== Excerpt provided

Feeds:
Posts
Comments

Posts Tagged ‘In short’

Interesting one today:

In replication, there are several amazing features & configurations to make it robust, dependable & highly performing. These settings need to be correctly leveraged to squeeze out the best performance needed or applicable for each environment. Today, we’ll cover a popular setting called NOT FOR REPLICATION on IDENTITY┬ácolumns.

Concept:

In short, when NOT FOR REPLICATION is enabled on IDENTITY columns (or other constraints), the IDENTITY value is not incremented when INSERTs occur due to replication traffic. But all other direct application traffic will increment IDENTITY value.

Imagine a Sql Server Publisher, let’s say P, that is publishing data to a Sql Server Subscriber, let’s say S. Now, both P & S have table called SampleTable with an IDENTITY column called ID. To make it easy to see the difference, let’s make their IDENTITY definition different at each location (P & S).

  • At Publisher, the IDENTITY value is defined as (1,10).
    • So, its values will be 1, 11, 21, 31, 41, etc.
  • At Subscriber, it is defined as (2, 10).
    • So, its values will be 2, 12, 22, 32, 42, etc.

The Set Up

With the above points, let’s create the table and set up replication between P & S. Followins some of the code used to create table at Publisher (P).

At Publisher

--
-- CREATE TABLE with IDENTITY set for NOT FOR REPLICATION
--
CREATE TABLE dbo.SampleTable(
     ID     INT          NOT NULL  IDENTITY(1,10)  NOT FOR REPLICATION   PRIMARY KEY   CLUSTERED
   , Name   VARCHAR(20)  NULL      DEFAULT('A')
)
GO

At Subscriber:

Similarly, on Subscriber, create a similar table with different IDENTITY definition.

--
-- CREATE TABLE with IDENTITY set for NOT FOR REPLICATION
--
CREATE TABLE dbo.SampleTable(
     ID     INT          NOT NULL  IDENTITY(2,10)  NOT FOR REPLICATION   PRIMARY KEY     CLUSTERED
   , Name   VARCHAR(20)  NULL      DEFAULT('B')
)
GO

So, there is no overlap between IDENTITY values generated at P & S.

Now let’s watch their behavior, as data in INSERTED into both servers.

  1. When data in INSERTED directly into each location (P & S)
  2. When data is indirectly INSERTED into S due to replication traffic from P

Below is some more code used to check IDENTITY values, Insert new data, etc. in these expirements.

--
-- Query the data
--
SELECT *
FROM dbo.SampleTable
ORDER BY ID ASC

--
-- Check the value of IDENTITY column at each step
--
SELECT IDENT_CURRENT('SampleTable')

--
-- Insert data directly into P
--
INSERT INTO dbo.SampleTable DEFAULT VALUES
GO

--
-- Manually insert data to introduce interesting scenarios
--
SET IDENTITY_INSERT dbo.SampleTable ON
INSERT INTO dbo.SampleTable (ID) VALUES(201)

====

Continue the blog post on NOT FOR REPLICATION identity columns, starting right after its last line.

== Entries provided

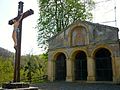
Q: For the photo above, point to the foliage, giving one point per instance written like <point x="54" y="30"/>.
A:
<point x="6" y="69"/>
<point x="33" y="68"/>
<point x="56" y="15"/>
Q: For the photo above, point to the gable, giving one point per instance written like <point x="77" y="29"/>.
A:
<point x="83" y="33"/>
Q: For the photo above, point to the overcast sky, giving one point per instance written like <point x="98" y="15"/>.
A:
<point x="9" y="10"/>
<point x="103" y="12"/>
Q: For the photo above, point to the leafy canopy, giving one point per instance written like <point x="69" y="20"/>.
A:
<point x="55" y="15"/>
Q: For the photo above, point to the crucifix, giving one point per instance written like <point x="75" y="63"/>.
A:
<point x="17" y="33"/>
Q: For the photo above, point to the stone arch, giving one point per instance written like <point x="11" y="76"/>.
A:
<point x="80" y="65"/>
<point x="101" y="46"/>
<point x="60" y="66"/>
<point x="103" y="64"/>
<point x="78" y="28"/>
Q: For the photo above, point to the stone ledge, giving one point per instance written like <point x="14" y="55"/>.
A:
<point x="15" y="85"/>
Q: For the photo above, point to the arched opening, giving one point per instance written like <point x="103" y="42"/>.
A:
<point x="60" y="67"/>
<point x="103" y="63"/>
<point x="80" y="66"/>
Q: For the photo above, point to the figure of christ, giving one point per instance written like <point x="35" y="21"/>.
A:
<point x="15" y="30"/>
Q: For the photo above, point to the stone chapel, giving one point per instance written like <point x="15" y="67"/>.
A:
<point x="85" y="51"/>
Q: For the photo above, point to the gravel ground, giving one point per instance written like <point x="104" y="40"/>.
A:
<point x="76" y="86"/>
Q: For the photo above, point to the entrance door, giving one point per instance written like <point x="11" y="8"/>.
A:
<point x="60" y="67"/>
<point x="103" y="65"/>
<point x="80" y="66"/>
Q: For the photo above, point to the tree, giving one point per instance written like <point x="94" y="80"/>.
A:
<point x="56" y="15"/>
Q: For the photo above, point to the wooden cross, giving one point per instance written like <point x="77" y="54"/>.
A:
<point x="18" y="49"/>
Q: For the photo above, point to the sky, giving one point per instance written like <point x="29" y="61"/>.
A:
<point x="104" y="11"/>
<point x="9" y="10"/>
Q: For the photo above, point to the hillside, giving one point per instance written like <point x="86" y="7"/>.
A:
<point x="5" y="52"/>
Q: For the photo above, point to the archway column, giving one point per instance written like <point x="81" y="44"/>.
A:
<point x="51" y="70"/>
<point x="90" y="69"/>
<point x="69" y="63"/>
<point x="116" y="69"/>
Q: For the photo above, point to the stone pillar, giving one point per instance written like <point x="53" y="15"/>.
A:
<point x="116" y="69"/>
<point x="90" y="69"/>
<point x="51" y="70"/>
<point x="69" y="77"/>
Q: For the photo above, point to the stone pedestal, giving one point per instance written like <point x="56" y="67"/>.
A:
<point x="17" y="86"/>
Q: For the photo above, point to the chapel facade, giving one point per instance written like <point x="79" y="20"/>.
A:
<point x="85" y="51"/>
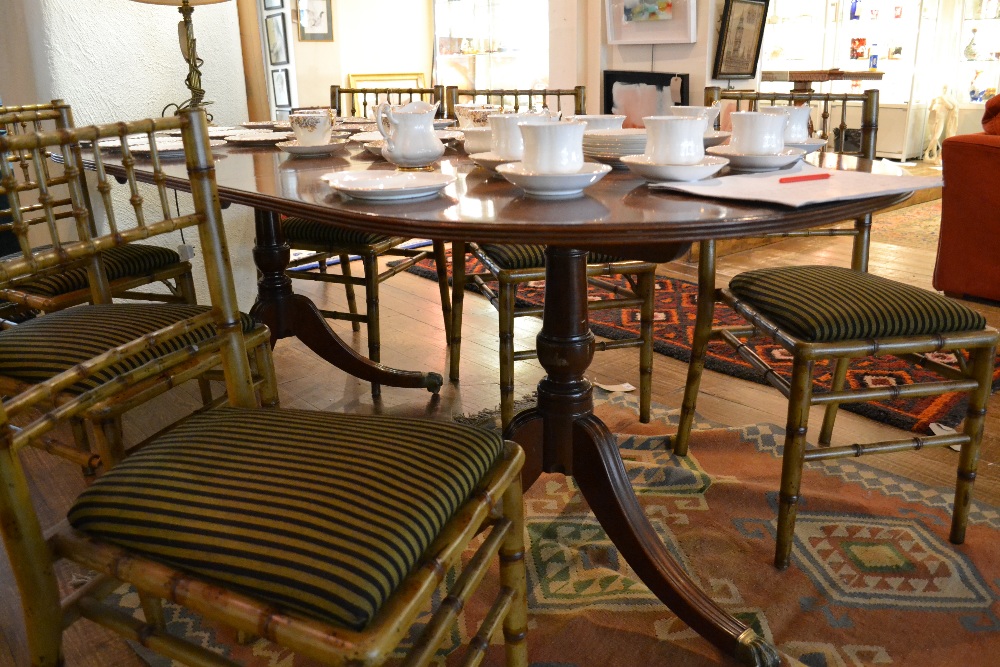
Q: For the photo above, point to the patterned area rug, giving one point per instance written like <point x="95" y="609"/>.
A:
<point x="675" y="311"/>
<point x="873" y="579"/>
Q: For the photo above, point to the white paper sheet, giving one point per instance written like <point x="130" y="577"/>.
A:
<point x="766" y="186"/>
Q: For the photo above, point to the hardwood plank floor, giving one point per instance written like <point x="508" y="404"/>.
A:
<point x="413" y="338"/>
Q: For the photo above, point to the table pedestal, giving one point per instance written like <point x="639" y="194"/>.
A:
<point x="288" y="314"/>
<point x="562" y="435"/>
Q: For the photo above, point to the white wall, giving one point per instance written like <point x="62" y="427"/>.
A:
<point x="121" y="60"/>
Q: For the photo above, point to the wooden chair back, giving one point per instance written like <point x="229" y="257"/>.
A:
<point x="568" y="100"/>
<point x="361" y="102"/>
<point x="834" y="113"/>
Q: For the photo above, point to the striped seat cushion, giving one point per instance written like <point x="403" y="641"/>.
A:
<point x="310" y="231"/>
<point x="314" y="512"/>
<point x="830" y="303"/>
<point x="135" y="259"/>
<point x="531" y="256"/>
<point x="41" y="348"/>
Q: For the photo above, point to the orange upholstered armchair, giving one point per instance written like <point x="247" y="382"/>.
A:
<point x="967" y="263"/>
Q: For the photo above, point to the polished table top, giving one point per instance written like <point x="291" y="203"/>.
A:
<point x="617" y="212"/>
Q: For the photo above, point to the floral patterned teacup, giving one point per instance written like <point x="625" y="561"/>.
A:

====

▶ [The result]:
SET IDENTITY_INSERT dbo.SampleTable OFF
GO

Run Experiments

With the above set up, lets run through some scenarios and observe Sql Server behavior in each situation.

Scenario 1:

When data in INSERTed directly into P:

  • The IDENTITY values increment with each insert as 1, 11, 21, 31, etc.
  • Subsequently, those records are replicated to S, with same IDENTITY values.
  • But in all of this, the IDENTITY value at S, stays at 2
    • Since NOT FOR REPLICATION is set on the IDENTITY column on S.

When data is INSERTed directly to S:

  • The IDENTITY values are incrementing as per definition to 2, 12, 22, etc
  • Irrespective of the replication traffic from P, the IDENTITY at S only depends on the records INSERTed directly into S.
  • Table at S, has records from both P & S.
    • S will look something like: 1, 2, 11, 12, 21, 22, 31, 32, etc
    • Table at P, will look at 1, 11, 21, 31, etc

Scenario 2: IDENTITY_INSERT

When manual entry is made at P (using IDENTITY_INSERT) to a new IDENTITY value that does not match with the pattern of IDENTITY definition, subsequent IDENTITY values, at P, are based on the highest entry in the table. It uses the same INCREMENT definition, but it is incremented based on the current highest entry value in the table.

At Publisher:

  • Let’s say the SampleTable, at P, has entries like 1, 11, 21, 31 with next IDENTITY value as 41.
  • Now, if a new record is entered manually using IDENTITY_INSERT, with new value as 26. It is successfully INSERTed.
    • Next IDENTITY value still remains at 41.
  • We can keep repeating these steps with different values like 7, 9, 13, 15, 17, 25, 28, 29 (as long as they are below 31).
    • INSERTs will be successful with no impact to next IDENTITY value, which is still at 41.
  • Now, if you perform a regular INSERT, the new record will get IDENTITY value as 41.

At Subscriber:

  • At S, all new entries, 26, 7, 9, 13, 15, 41, etc, are successfully INSERTed with no impact to IDENTITY definition at S.
    • At S, the next identity value is still set to 42
  • Any new direct INSERTs at S, will get IDENTITY values consistent with its previous behavior a.k.a. 42, 52, etc

Scenario 3: PRIMARY KEY Violation

Now, lets make a manual entry at P that matches with the next IDENTITY value at S.

  • For this, let’s assume that the highest value at P is 41, with next IDENTITY value as 51
  • At S, the current highest value is 52, with next IDENTITY value as 62.

Introduce problems:

  • At P, perform a manual INSERT (with IDENTITY_INSERT), with ID value as 62.
    • INSERT is successful at P; And it is replicated to S successfully.
  • After above operation, next IDENTITY value
    • At P is set to 72 (62+10).
    • At S, it is still at 62 (even though a new record in INSERTed with 62). Since NOT FOR REPLICATION is set, replication traffic does not influence IDENTITY increments at S.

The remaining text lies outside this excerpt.